Image segmentation entries ::
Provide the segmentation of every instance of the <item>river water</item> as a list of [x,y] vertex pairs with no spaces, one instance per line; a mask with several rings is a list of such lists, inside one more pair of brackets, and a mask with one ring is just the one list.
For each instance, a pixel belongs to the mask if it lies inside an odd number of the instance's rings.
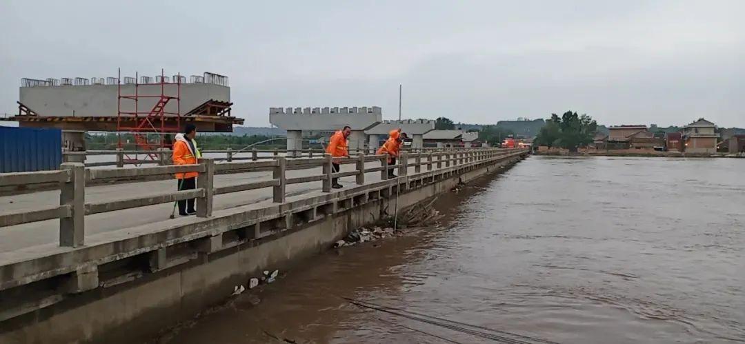
[[490,343],[349,297],[527,343],[745,342],[745,159],[532,156],[437,206],[154,341]]

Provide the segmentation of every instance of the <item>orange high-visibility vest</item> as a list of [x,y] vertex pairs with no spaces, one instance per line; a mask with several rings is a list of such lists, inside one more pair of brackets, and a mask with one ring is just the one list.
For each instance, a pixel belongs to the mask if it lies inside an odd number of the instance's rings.
[[341,130],[338,130],[331,136],[329,140],[329,147],[326,147],[326,153],[332,156],[346,156],[349,155],[346,150],[346,138]]

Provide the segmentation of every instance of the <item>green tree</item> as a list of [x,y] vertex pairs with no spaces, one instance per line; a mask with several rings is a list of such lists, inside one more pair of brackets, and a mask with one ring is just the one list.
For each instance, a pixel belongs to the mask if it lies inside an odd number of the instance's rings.
[[551,114],[546,125],[536,137],[536,143],[548,147],[560,147],[576,152],[577,148],[592,142],[597,123],[587,115],[567,111],[559,118]]
[[453,130],[455,129],[455,124],[447,117],[438,117],[434,120],[434,129],[437,130]]
[[535,143],[539,146],[548,146],[549,148],[559,145],[559,138],[561,136],[561,130],[559,124],[561,119],[555,113],[551,115],[551,118],[546,120],[546,124],[541,127],[538,135],[536,136]]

WHAT THIS TASK INVOLVES :: Output every line of the entries above as a Markdown table with the columns Row and Line, numbering the rows in order. Skip the blank lines and leave the pictures out.

WORKED SOLUTION ::
| Row | Line |
|---|---|
| 1 | Provide the segmentation of every instance of the <item>river water</item> as a list of [x,y] vertex pairs with no spaces, one instance per line; a mask with several rings is a list of such lists, inside one more pair of brackets, and a mask with one ring is just the one list. |
| 2 | For each instance, a pixel belongs to the mask if it lies inside an odd number of the instance's rings. |
| 3 | [[490,343],[349,297],[527,343],[745,342],[745,159],[532,156],[437,206],[154,341]] |
| 4 | Provide the segmentation of every instance of the <item>orange high-visibility vest</item> as a list of [x,y] vertex pairs with no spaces, one instance per line; a mask with several rings is a list of such lists, inside one more pair of brackets, and a mask with one ring is just the one list. |
| 5 | For each instance, a pixel belongs to the mask if it lies inside an odd number of the instance's rings. |
| 6 | [[341,130],[338,130],[331,136],[329,140],[329,147],[326,147],[326,153],[332,156],[346,156],[349,155],[346,150],[346,138]] |
| 7 | Provide the segmentation of every instance of the <item>green tree</item> as a list of [x,y] vertex pairs with no spaces, one instance per line; a mask with several rings is a list of such lists, inside one more pair of brackets, and a mask with one ring is just the one list. |
| 8 | For each instance, a pixel belongs to the mask if it lies inside an odd number of the instance's rings. |
| 9 | [[551,114],[546,125],[536,137],[536,143],[548,147],[560,147],[576,152],[577,148],[592,142],[597,123],[587,115],[567,111],[559,118]] |
| 10 | [[453,130],[455,129],[455,124],[447,117],[438,117],[434,120],[434,129],[437,130]] |
| 11 | [[535,143],[539,146],[548,146],[549,148],[559,145],[559,138],[561,136],[561,130],[559,124],[561,119],[555,113],[551,115],[551,118],[546,120],[546,124],[541,127],[538,135],[536,136]] |